╭─ Study text

Contamination clean-upNew methods might drastically reduce the costs of investigating polluted sites
In Europe there are over 20,000 complex and large contaminated areas. These so-called megasites threaten scarce land and water resources, create environmental and health risks, and result in economic and social costs; new methods may allow polluted sites to be investigated and monitored long term at significantly reduced costs
New methods may allow polluted sites to be investigated and monitored long term at significantly reduced costs. Authorities and those who have to remediate polluted sites in Europe may therefore be able to save on costs and use the savings to treat other areas. This is the conclusion of the EU research project ModelPROBE ((Model driven Soil Probing, Site Assessment and Evaluation), which was coordinated by the Helmholtz Center for Environmental Research (UFZ) and the results of which were presented on 21 September 2012 at the international REMTECH Expo exhibition in Ferrara, Italy. The results, with which the scientists aimed to lower the workload of authorities and consultants, include a handbook detailing the methods for characterizing contaminated sites and a freely-accessible e-learning course.
A UFZ release reports that in Europe there are over 20,000 complex and large contaminated areas. These so-called megasites threaten scarce land and water resources, create environmental and health risks, and result in economic and social costs. Their efficient and sustainable revitalization requires innovative site assessment and decontamination technologies and integrated evaluation approaches in order to optimize the options for their re-use. A total of fifteen partners from eight countries have therefore developed, within the scope of the EU ModelPROBE project, new methods for the assessment of polluted sites and the associated monitoring of rehabilitation measures. These methods, which are non- to low-invasive in terms of sampling and treatment of the subsoil, were tested, reviewed, and compared with traditional methods at UFZ reference sites such as in Zeitz. The EU has funded this interdisciplinary monitoring to the tune of €3 million.
In order to detect pollution in the subsoil, until now for the most part samples of soil and groundwater have been taken. Pollution may only be detected, however, if the samples are taken at the optimum points and in a sufficiently dense measurement network. Their accuracy determines how well the pollution can be detected. The scientists have therefore worked on time-delayed geophysical measurements in order to improve the accuracy of the probing and also to record the effects of hydraulic changes and microbial activity.

╰─
╭─ Provided material

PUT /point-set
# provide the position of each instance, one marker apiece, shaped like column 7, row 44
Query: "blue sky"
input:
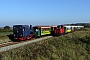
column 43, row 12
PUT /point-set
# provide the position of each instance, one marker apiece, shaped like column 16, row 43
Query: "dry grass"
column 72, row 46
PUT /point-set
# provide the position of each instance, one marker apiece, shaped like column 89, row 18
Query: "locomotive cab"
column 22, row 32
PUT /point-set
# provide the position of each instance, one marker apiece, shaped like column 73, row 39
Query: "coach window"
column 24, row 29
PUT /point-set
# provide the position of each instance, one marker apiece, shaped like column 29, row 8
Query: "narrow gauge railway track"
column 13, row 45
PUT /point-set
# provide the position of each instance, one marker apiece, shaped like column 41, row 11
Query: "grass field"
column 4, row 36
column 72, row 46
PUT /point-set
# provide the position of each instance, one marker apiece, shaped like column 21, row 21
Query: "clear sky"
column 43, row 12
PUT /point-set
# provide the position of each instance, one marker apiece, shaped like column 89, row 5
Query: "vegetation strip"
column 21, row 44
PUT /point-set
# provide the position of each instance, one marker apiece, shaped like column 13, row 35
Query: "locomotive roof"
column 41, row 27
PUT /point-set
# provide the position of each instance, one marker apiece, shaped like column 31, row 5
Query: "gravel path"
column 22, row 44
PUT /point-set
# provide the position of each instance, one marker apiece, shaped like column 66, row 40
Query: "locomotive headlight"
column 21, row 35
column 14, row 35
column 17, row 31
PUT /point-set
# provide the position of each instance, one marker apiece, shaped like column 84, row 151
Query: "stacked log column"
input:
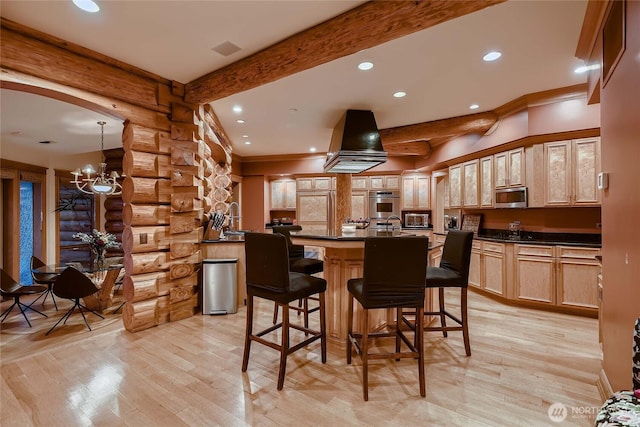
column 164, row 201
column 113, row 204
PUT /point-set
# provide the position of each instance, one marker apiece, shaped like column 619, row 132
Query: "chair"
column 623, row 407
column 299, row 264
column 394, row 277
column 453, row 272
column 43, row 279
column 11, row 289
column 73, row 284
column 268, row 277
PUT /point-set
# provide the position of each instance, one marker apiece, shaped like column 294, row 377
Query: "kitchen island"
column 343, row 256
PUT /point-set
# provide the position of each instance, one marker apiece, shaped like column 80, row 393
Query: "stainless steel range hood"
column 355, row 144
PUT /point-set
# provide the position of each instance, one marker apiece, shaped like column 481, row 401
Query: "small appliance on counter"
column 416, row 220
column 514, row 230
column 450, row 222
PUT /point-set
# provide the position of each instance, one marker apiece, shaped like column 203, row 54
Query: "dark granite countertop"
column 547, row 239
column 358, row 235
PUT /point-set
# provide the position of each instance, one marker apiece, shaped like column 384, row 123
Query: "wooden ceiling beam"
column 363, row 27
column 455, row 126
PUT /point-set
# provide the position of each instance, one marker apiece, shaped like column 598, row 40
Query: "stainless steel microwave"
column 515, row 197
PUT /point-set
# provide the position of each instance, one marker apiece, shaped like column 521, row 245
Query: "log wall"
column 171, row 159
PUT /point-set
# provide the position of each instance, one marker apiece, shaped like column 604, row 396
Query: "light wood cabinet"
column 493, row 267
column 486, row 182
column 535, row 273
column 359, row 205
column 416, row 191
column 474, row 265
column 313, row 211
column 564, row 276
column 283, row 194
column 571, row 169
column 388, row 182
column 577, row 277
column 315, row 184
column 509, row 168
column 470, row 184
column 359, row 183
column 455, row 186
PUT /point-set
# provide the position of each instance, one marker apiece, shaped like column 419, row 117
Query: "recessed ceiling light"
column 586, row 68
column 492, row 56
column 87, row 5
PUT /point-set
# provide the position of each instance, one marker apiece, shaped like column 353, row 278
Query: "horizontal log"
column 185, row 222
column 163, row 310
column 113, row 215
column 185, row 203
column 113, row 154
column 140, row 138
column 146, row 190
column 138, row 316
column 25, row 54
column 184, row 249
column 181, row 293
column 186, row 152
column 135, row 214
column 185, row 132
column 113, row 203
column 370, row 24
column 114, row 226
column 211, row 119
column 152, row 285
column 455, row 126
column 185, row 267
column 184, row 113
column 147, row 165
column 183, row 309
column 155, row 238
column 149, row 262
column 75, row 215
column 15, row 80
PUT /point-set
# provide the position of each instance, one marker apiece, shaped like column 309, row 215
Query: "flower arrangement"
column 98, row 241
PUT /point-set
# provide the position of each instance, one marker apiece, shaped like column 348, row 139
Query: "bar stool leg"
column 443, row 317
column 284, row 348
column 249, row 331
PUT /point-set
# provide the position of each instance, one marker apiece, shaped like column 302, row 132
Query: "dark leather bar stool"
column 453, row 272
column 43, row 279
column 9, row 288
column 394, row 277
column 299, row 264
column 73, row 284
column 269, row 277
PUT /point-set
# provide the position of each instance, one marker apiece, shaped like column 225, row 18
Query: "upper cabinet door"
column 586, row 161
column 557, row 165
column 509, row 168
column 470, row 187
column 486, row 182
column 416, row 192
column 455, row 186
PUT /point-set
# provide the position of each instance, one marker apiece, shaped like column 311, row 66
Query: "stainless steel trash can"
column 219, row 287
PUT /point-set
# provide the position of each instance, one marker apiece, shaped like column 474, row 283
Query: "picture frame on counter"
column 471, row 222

╰─

■ **Exercise objective**
Pick up the article on investigating contaminated sites after its last sentence and continue it in the same style.

■ **Reply**
The ModelPROBE project also integrates new methods with which important information on pollution in the soil can be gained for example by analyzing the vegetation. Based on these non-invasive site-investigation methods, the extent of the contamination and the heterogeneity of the subsoil are then localized. “Using direct push probes with linked geophysical and hydrological probing systems and combined with chemical, toxicological and isotope analyses, so-called hot spots are then monitored in order to determine the limits of and identify the contaminated area without fear of legal action,” explains the project coordinator Prof. Matthias Kästner of the Helmholtz Center for Environmental Research (UFZ). Biological processes such as pollutant decomposition and toxic effects at the site are monitored using passive samplers, biosensors and microcosms with subsequent isotope and biomarker analyses. Due to this complex monitoring process, scientists not only from the Environmental Biotechnology Department, but also from the Groundwater Remediation, Monitoring & Exploration Technologies, Bioanalytical Ecotoxicology and Isotope Biogeochemistry Departments were involved.
These methods were tested not only in Zeitz, but also by project partners in Italy, Norway, and the Czech Republic. The aim was to gain a fresh insight into soil and subsoil contamination at different levels including integrated statistical analysis and modeling and to provide a solid foundation for future risk assessments and sustainable rehabilitation concepts.